**Description of the task**
Reproduce verbatim the lines running from the one containing "task: trace the outline of the harness buckle" through the final line, including both.
== Material
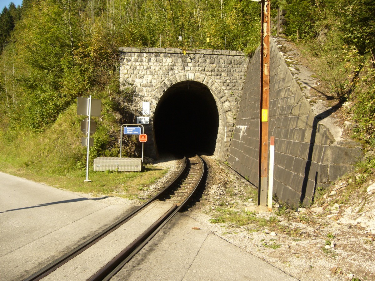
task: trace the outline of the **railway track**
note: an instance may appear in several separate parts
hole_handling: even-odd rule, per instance
[[[50,274],[53,273],[51,275],[56,274],[57,269],[63,265],[66,266],[65,264],[68,265],[69,261],[79,259],[81,256],[84,256],[85,253],[89,252],[90,247],[94,248],[95,244],[102,239],[104,240],[106,236],[109,237],[115,234],[116,231],[119,231],[126,224],[130,223],[132,218],[141,215],[141,214],[146,212],[149,212],[153,208],[157,208],[158,204],[165,209],[166,208],[168,209],[162,211],[164,214],[148,226],[141,235],[128,245],[109,262],[105,265],[100,265],[100,269],[96,273],[93,275],[91,274],[88,278],[84,279],[93,281],[109,280],[152,239],[176,212],[186,205],[201,184],[205,172],[204,164],[199,156],[196,155],[189,158],[184,157],[180,172],[169,184],[149,201],[26,280],[38,280],[45,277],[48,279],[50,277],[48,275]],[[49,279],[54,280],[53,278]]]

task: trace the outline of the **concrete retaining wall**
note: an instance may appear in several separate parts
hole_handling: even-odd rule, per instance
[[[274,193],[297,206],[312,200],[317,187],[353,169],[362,153],[352,141],[336,141],[320,124],[276,45],[272,41],[269,136],[275,138]],[[257,186],[258,179],[260,49],[248,69],[230,150],[231,166]]]

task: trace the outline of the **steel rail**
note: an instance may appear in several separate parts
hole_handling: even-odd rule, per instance
[[[135,216],[142,209],[148,206],[154,201],[160,199],[165,196],[169,191],[169,189],[175,185],[177,183],[181,180],[186,173],[188,168],[186,157],[183,159],[183,168],[176,177],[165,188],[159,193],[152,197],[148,201],[139,207],[136,207],[125,217],[109,226],[104,230],[82,243],[78,247],[73,249],[57,260],[46,266],[39,271],[34,274],[25,280],[25,281],[34,281],[40,280],[45,277],[52,272],[56,270],[64,264],[74,258],[82,253],[86,249],[95,244],[98,241],[105,237],[111,232],[113,232],[122,225],[129,221]]]
[[[191,196],[201,184],[202,179],[206,172],[206,167],[202,158],[198,155],[196,155],[195,157],[198,157],[202,167],[201,172],[198,182],[183,202],[178,206],[174,206],[167,214],[150,227],[136,241],[93,276],[88,280],[88,281],[107,281],[110,279],[152,239],[177,212],[180,211],[186,205]]]

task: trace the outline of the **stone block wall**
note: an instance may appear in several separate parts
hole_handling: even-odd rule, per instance
[[[249,58],[241,52],[225,50],[120,48],[120,82],[134,85],[135,116],[149,117],[145,126],[149,136],[145,155],[157,157],[153,127],[158,102],[173,85],[193,81],[205,85],[218,106],[219,129],[214,154],[225,161],[228,157],[242,92]],[[142,115],[141,102],[150,103],[149,115]]]
[[[271,42],[269,136],[275,137],[274,194],[282,201],[309,204],[317,187],[353,169],[362,151],[352,141],[336,141],[316,115]],[[249,64],[228,161],[257,186],[258,178],[260,49]]]

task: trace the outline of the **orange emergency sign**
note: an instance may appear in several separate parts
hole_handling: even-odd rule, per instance
[[[141,142],[146,142],[147,141],[147,135],[146,134],[141,134],[140,135],[140,141]]]

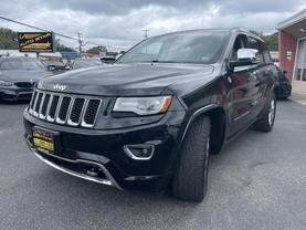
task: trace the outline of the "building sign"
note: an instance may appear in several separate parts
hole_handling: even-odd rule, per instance
[[[20,52],[54,52],[54,34],[52,32],[19,32]]]

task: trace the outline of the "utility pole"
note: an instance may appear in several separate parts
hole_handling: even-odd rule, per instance
[[[148,30],[148,29],[145,29],[145,30],[143,30],[144,32],[145,32],[145,39],[148,39],[148,32],[150,31],[150,30]]]
[[[78,56],[82,58],[82,46],[83,46],[83,40],[81,38],[82,33],[77,33],[77,41],[78,41]]]

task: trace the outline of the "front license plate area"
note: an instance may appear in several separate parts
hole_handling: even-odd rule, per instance
[[[38,150],[45,154],[54,154],[59,151],[59,133],[44,128],[33,127],[33,144]]]

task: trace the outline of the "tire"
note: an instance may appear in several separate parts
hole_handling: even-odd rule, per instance
[[[172,194],[180,200],[199,202],[207,194],[210,127],[205,116],[188,129],[172,182]]]
[[[276,115],[276,97],[275,94],[271,96],[268,106],[263,116],[254,123],[254,129],[268,133],[272,130]]]

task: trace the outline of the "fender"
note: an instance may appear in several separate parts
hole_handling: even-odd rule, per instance
[[[183,125],[182,125],[182,127],[181,127],[181,132],[180,132],[180,134],[179,134],[179,136],[178,136],[178,138],[177,138],[176,147],[175,147],[175,149],[173,149],[173,153],[177,153],[177,154],[175,154],[175,155],[176,155],[176,158],[179,156],[179,155],[178,155],[179,149],[180,149],[181,146],[182,146],[182,143],[183,143],[184,137],[186,137],[186,134],[187,134],[188,129],[190,128],[190,125],[192,124],[192,122],[193,122],[197,117],[201,116],[202,114],[204,114],[204,113],[207,113],[207,112],[209,112],[209,111],[211,111],[211,109],[213,109],[213,108],[222,108],[222,106],[220,106],[220,105],[218,105],[218,104],[209,104],[209,105],[205,105],[205,106],[203,106],[203,107],[201,107],[201,108],[196,109],[196,111],[191,114],[191,116],[189,116],[188,118],[186,118],[186,121],[183,122]],[[224,135],[224,136],[225,136],[225,135]],[[223,143],[224,143],[224,140],[223,140]]]

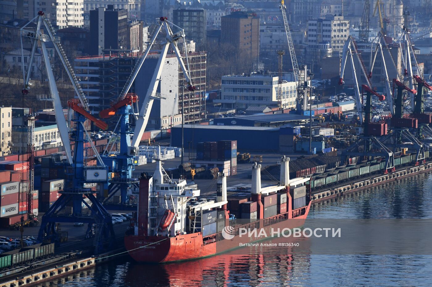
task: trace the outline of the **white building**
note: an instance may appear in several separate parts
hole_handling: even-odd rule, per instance
[[[330,43],[334,56],[339,56],[349,35],[349,21],[344,20],[343,16],[327,16],[325,19],[309,20],[307,33],[308,48],[316,49],[320,44]]]
[[[24,54],[24,59],[22,59]],[[5,63],[5,67],[10,69],[11,71],[21,72],[22,69],[22,62],[24,61],[24,69],[27,71],[27,65],[29,62],[30,51],[24,50],[22,53],[21,49],[16,49],[6,53],[3,56],[3,61]],[[41,80],[42,71],[44,69],[42,66],[42,57],[37,51],[35,53],[35,57],[32,66],[32,74],[30,78]]]
[[[83,13],[87,15],[91,10],[108,5],[113,5],[114,9],[127,9],[128,19],[141,20],[140,0],[84,0]]]
[[[0,156],[12,153],[12,108],[0,107]]]
[[[57,29],[82,27],[84,25],[83,0],[24,0],[17,3],[19,13],[25,19],[32,19],[40,11],[45,13]],[[21,16],[21,15],[20,16]]]
[[[36,124],[37,125],[37,123]],[[14,153],[26,152],[28,131],[25,125],[14,126],[12,131]],[[35,150],[57,147],[63,145],[57,125],[35,127],[33,144]]]
[[[245,109],[250,106],[278,105],[279,77],[271,74],[254,73],[245,75],[222,77],[220,103],[222,107]],[[297,90],[295,82],[283,81],[282,105],[283,109],[296,105]]]

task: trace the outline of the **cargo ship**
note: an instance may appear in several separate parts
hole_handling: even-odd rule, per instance
[[[236,194],[227,194],[227,177],[220,173],[213,200],[200,197],[194,182],[171,178],[159,161],[152,176],[142,176],[139,190],[132,191],[138,204],[125,235],[126,250],[139,262],[192,260],[238,248],[240,227],[302,225],[311,206],[310,188],[305,185],[310,178],[290,180],[289,162],[282,157],[280,183],[265,186],[260,165],[254,163],[250,187]],[[227,230],[234,238],[226,238]],[[250,243],[263,240],[247,238]]]

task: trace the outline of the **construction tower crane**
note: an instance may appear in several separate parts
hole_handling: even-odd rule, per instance
[[[30,23],[35,20],[36,28],[31,30],[27,27]],[[29,81],[32,72],[32,67],[36,47],[38,44],[42,49],[44,66],[46,69],[48,81],[51,92],[51,100],[52,100],[56,121],[62,141],[66,151],[67,162],[61,167],[65,169],[65,183],[63,190],[59,192],[60,197],[51,206],[42,218],[41,228],[38,240],[39,242],[51,241],[58,242],[61,234],[57,228],[58,222],[83,222],[87,223],[86,236],[92,236],[95,228],[97,228],[95,237],[95,252],[98,253],[104,247],[106,240],[114,243],[114,231],[111,215],[105,209],[93,195],[94,192],[86,184],[101,183],[108,182],[108,171],[103,164],[99,154],[93,145],[90,135],[86,130],[84,122],[87,119],[93,121],[100,127],[104,126],[102,121],[97,120],[88,112],[87,100],[82,93],[70,64],[67,60],[58,37],[55,37],[55,31],[45,17],[42,11],[39,11],[38,16],[32,19],[21,28],[21,43],[23,37],[29,38],[32,42],[30,58],[28,62],[27,70],[24,71],[24,87],[23,94],[29,94]],[[44,31],[46,33],[43,33]],[[72,122],[68,126],[65,118],[58,90],[56,84],[54,75],[49,61],[49,54],[47,50],[46,42],[52,41],[58,56],[69,76],[78,99],[69,101],[68,105],[75,111],[71,119]],[[73,126],[71,133],[74,141],[73,154],[71,152],[71,141],[69,138],[69,128]],[[93,149],[99,163],[94,166],[88,166],[84,158],[84,144],[88,143]],[[85,200],[87,199],[87,200]],[[86,206],[90,211],[89,215],[82,212],[83,206]],[[72,210],[67,209],[71,206]]]
[[[296,109],[300,112],[305,111],[308,109],[308,99],[305,89],[304,87],[304,82],[306,79],[305,66],[302,66],[302,72],[300,73],[299,64],[297,62],[297,57],[295,56],[295,50],[294,50],[294,42],[291,37],[291,33],[289,31],[289,26],[288,25],[288,20],[286,17],[286,6],[285,5],[284,0],[282,0],[279,8],[282,13],[282,18],[283,19],[284,28],[285,29],[285,34],[286,35],[286,40],[288,43],[288,50],[289,52],[289,56],[292,65],[292,74],[294,75],[294,81],[295,82],[297,93],[297,106]],[[282,96],[281,95],[281,97]]]
[[[161,74],[163,68],[165,58],[168,47],[171,46],[175,53],[180,63],[180,66],[183,70],[186,81],[188,87],[188,90],[193,91],[195,87],[192,83],[189,69],[189,61],[187,58],[187,51],[185,50],[186,45],[184,45],[184,55],[186,59],[185,64],[183,57],[181,56],[178,47],[178,42],[181,39],[185,38],[184,31],[183,29],[175,25],[168,21],[165,17],[161,17],[158,19],[157,28],[152,36],[150,44],[147,46],[147,50],[137,62],[132,70],[124,87],[119,96],[118,101],[108,109],[101,111],[99,113],[101,118],[105,119],[113,115],[118,110],[120,114],[119,119],[120,129],[120,152],[116,157],[103,156],[103,160],[109,167],[110,171],[118,172],[120,176],[114,178],[110,181],[108,186],[108,195],[105,200],[108,201],[114,194],[120,190],[121,192],[121,201],[122,203],[126,203],[127,195],[133,194],[138,192],[138,184],[139,180],[132,178],[132,172],[133,170],[134,156],[136,156],[137,150],[141,141],[143,134],[147,125],[152,106],[154,99],[160,99],[162,97],[156,93],[156,89],[160,81]],[[152,78],[148,90],[143,98],[143,103],[138,110],[138,97],[135,94],[127,94],[132,87],[133,81],[139,72],[147,55],[152,49],[156,37],[164,28],[165,36],[164,43],[162,44],[162,48],[159,57],[156,68]],[[185,40],[185,42],[186,42]],[[137,116],[136,125],[134,128],[132,128],[129,124],[130,117]],[[118,123],[118,125],[119,123]],[[131,142],[130,135],[133,134]],[[110,139],[110,142],[111,141]]]
[[[385,16],[385,10],[384,9],[384,4],[381,0],[377,0],[375,4],[375,8],[374,9],[374,13],[372,15],[373,17],[375,17],[377,12],[378,12],[378,16],[379,19],[380,27],[381,29],[381,33],[384,36],[387,35],[387,24],[390,22]]]
[[[351,36],[348,36],[348,39],[346,39],[346,41],[343,45],[343,49],[342,50],[342,57],[340,62],[340,75],[339,77],[339,84],[341,85],[345,84],[345,82],[343,81],[343,76],[345,73],[345,67],[346,66],[347,60],[349,58],[349,65],[351,67],[351,75],[353,77],[353,81],[354,81],[354,90],[357,105],[357,111],[359,113],[359,116],[360,117],[360,123],[362,124],[363,98],[360,93],[357,72],[356,70],[356,67],[354,65],[355,63],[356,62],[360,65],[362,70],[361,72],[367,81],[367,86],[370,88],[372,88],[372,84],[370,81],[370,75],[366,73],[366,67],[365,66],[363,59],[362,59],[360,53],[357,51],[356,42]]]
[[[360,27],[359,28],[359,39],[364,42],[369,41],[370,10],[370,1],[366,0],[365,2],[365,7],[363,9],[363,14],[362,14],[362,19],[360,20]]]

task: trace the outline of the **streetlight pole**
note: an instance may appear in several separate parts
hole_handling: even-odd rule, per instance
[[[309,72],[310,83],[309,84],[309,154],[312,154],[312,78],[314,73]]]
[[[183,142],[184,138],[183,135],[183,122],[184,122],[184,113],[183,107],[184,106],[184,84],[181,84],[181,164],[183,164],[183,156],[184,156],[184,152],[183,151],[184,145]]]

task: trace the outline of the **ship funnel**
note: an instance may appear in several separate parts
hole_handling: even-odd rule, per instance
[[[261,193],[261,165],[256,162],[252,165],[252,190],[251,193],[259,194]]]
[[[289,158],[285,156],[280,159],[280,185],[289,185]]]
[[[217,202],[226,200],[226,177],[223,172],[218,174],[216,200]]]

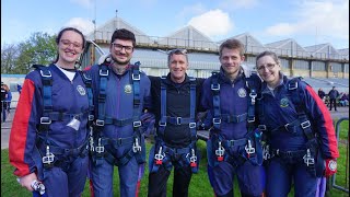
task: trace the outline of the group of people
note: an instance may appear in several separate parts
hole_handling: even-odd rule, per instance
[[[56,39],[58,56],[26,76],[10,136],[10,162],[23,187],[45,185],[48,196],[80,196],[86,176],[93,196],[137,196],[145,163],[148,196],[188,196],[200,155],[197,130],[208,129],[208,177],[218,197],[316,195],[317,178],[337,171],[332,120],[313,89],[288,79],[275,53],[256,58],[258,74],[245,68],[244,45],[228,39],[220,70],[192,78],[187,51],[168,51],[168,74],[151,77],[130,63],[135,34],[116,30],[109,54],[84,71],[75,69],[85,38],[73,27]],[[198,114],[205,116],[198,119]],[[144,138],[155,142],[147,162]],[[278,187],[276,184],[278,183]]]

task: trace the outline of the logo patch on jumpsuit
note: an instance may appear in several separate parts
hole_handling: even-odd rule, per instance
[[[78,85],[77,90],[78,90],[80,95],[85,95],[86,94],[85,89],[82,85]]]
[[[289,103],[289,100],[287,97],[283,97],[281,101],[280,101],[280,106],[281,107],[287,107],[288,106],[288,103]]]
[[[132,88],[130,84],[126,84],[124,86],[124,92],[127,93],[127,94],[130,94],[132,92]]]
[[[245,96],[247,96],[247,92],[246,92],[245,89],[243,89],[243,88],[238,89],[237,93],[238,93],[238,96],[240,96],[240,97],[245,97]]]

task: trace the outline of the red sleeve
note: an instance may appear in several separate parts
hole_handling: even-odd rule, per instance
[[[28,132],[31,131],[31,114],[33,106],[33,97],[35,93],[35,85],[32,80],[26,79],[23,84],[22,93],[20,101],[16,106],[16,111],[13,118],[10,141],[9,141],[9,158],[10,163],[15,167],[14,174],[16,176],[24,176],[31,172],[34,162],[27,161],[27,158],[31,158],[26,154],[30,154],[30,149],[33,149],[34,142],[30,142]],[[33,124],[33,121],[32,121]],[[34,123],[35,125],[35,123]],[[35,134],[35,131],[34,131]],[[33,136],[33,134],[32,134]],[[32,137],[31,137],[32,139]],[[33,139],[35,139],[33,137]],[[31,148],[32,147],[32,148]],[[31,164],[30,164],[31,163]]]
[[[317,93],[310,86],[306,85],[306,91],[311,95],[312,100],[315,102],[314,105],[319,111],[314,109],[312,114],[319,112],[320,114],[313,115],[314,123],[316,123],[317,132],[320,139],[320,149],[325,159],[336,159],[339,158],[338,142],[336,137],[335,127],[330,113],[325,105],[325,103],[319,99]],[[315,118],[316,117],[316,118]],[[318,118],[319,117],[319,118]]]

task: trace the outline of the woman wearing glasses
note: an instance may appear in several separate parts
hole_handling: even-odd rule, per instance
[[[15,111],[9,154],[20,184],[47,196],[80,196],[88,173],[88,88],[75,61],[85,38],[66,27],[56,38],[58,57],[34,66]]]
[[[330,114],[308,84],[281,72],[275,53],[259,54],[256,68],[264,80],[258,119],[267,139],[267,196],[288,196],[293,179],[295,196],[314,197],[317,177],[337,172],[339,152]]]

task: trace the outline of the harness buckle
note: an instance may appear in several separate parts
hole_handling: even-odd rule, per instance
[[[50,71],[48,71],[48,73],[46,74],[46,73],[43,72],[43,70],[40,70],[40,74],[42,74],[42,77],[44,77],[44,78],[50,78],[50,77],[52,77]]]
[[[221,118],[212,118],[212,124],[221,124]]]
[[[105,126],[105,120],[96,119],[96,125],[100,126],[100,127],[103,127],[103,126]]]
[[[100,76],[108,76],[109,71],[108,70],[102,70],[100,69]]]
[[[141,125],[142,125],[142,124],[141,124],[140,120],[132,123],[132,126],[133,126],[133,127],[140,127]]]
[[[88,116],[88,120],[89,120],[89,121],[94,120],[94,118],[95,118],[94,115],[89,115],[89,116]]]
[[[180,125],[182,124],[182,117],[176,117],[176,125]]]
[[[301,123],[300,126],[302,126],[302,128],[305,129],[311,126],[311,123],[310,123],[310,120],[306,120],[304,123]]]
[[[40,124],[42,125],[51,124],[51,119],[49,117],[40,117]]]
[[[255,153],[255,148],[252,147],[250,140],[248,140],[248,144],[246,144],[244,149],[245,149],[245,151],[247,152],[248,155]]]
[[[225,153],[225,149],[221,146],[221,141],[219,141],[219,147],[215,150],[215,155],[218,157],[218,161],[223,161],[224,153]]]
[[[135,138],[135,143],[132,144],[133,152],[141,152],[141,146],[139,144],[139,138]]]
[[[140,74],[132,73],[131,74],[131,79],[135,80],[135,81],[140,81]]]
[[[219,91],[220,90],[220,84],[219,83],[217,85],[215,84],[211,84],[211,90]]]
[[[303,159],[306,166],[315,164],[315,159],[311,155],[310,149],[306,150],[306,154],[303,157]]]
[[[254,121],[255,121],[255,117],[248,117],[248,118],[247,118],[247,121],[248,121],[248,123],[254,123]]]
[[[266,125],[258,125],[259,130],[266,130]]]
[[[197,124],[196,123],[189,123],[188,126],[189,126],[189,128],[196,128]]]
[[[165,127],[165,126],[166,126],[166,121],[164,121],[164,123],[160,121],[159,125],[160,125],[161,127]]]
[[[105,147],[101,146],[101,138],[98,138],[98,144],[95,149],[97,153],[103,153],[105,151]]]
[[[44,164],[51,164],[54,163],[54,160],[55,160],[55,154],[50,152],[50,147],[49,146],[46,146],[46,155],[43,157],[43,163]]]
[[[162,165],[163,163],[163,159],[164,159],[164,154],[162,154],[162,147],[160,147],[160,151],[154,154],[154,160],[155,160],[155,164],[158,165]]]
[[[191,157],[189,158],[190,166],[196,167],[197,166],[197,157],[195,154],[195,149],[191,149]]]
====
**Worked answer**
task: trace the outline of the harness buckle
note: an instance may appear in several separate parts
hole_handling: even-odd rule, per instance
[[[50,71],[48,71],[48,73],[46,74],[46,73],[43,72],[43,70],[40,70],[40,74],[42,74],[42,77],[44,77],[44,78],[50,78],[50,77],[52,77]]]
[[[221,118],[212,118],[212,124],[221,124]]]
[[[105,126],[105,120],[96,119],[96,125],[100,126],[100,127],[103,127],[103,126]]]
[[[100,76],[108,76],[109,71],[108,70],[102,70],[100,69]]]
[[[141,125],[142,125],[142,124],[141,124],[140,120],[132,123],[132,126],[133,126],[133,127],[140,127]]]
[[[88,116],[88,120],[89,120],[89,121],[94,120],[94,118],[95,118],[94,115],[89,115],[89,116]]]
[[[180,125],[182,124],[182,117],[176,117],[176,125]]]
[[[301,123],[300,126],[302,126],[302,128],[305,129],[311,126],[311,123],[310,123],[310,120],[306,120],[304,123]]]
[[[40,124],[42,125],[51,124],[51,119],[49,117],[40,117]]]
[[[255,153],[255,148],[252,147],[250,140],[248,140],[248,144],[246,144],[244,149],[245,149],[245,151],[247,152],[248,155]]]
[[[225,153],[225,149],[221,146],[221,141],[219,141],[219,147],[215,150],[215,155],[218,157],[218,161],[223,161],[224,153]]]
[[[135,138],[135,143],[132,144],[133,152],[141,152],[141,146],[139,144],[139,138]]]
[[[140,74],[132,73],[131,74],[131,79],[135,80],[135,81],[140,81]]]
[[[219,91],[220,90],[220,84],[219,83],[217,85],[215,84],[211,84],[211,90]]]
[[[303,159],[306,166],[315,164],[315,159],[311,155],[310,149],[306,150],[306,154],[303,157]]]
[[[254,121],[255,121],[255,117],[248,117],[248,118],[247,118],[247,121],[248,121],[248,123],[254,123]]]
[[[266,125],[258,125],[259,130],[266,130]]]
[[[197,124],[196,123],[189,123],[188,126],[189,126],[189,128],[196,128]]]
[[[165,127],[165,126],[166,126],[166,121],[164,121],[164,123],[160,121],[159,125],[160,125],[161,127]]]
[[[105,147],[101,146],[101,138],[98,138],[98,144],[95,149],[97,153],[103,153],[105,151]]]
[[[44,164],[51,164],[54,163],[54,160],[55,160],[55,154],[50,152],[50,147],[49,146],[46,146],[46,155],[43,157],[43,163]]]
[[[162,165],[163,163],[163,159],[164,159],[164,154],[162,154],[162,147],[160,147],[160,151],[154,154],[154,160],[155,160],[155,164],[158,165]]]
[[[191,157],[189,158],[190,166],[196,167],[197,166],[197,157],[195,154],[195,149],[191,149]]]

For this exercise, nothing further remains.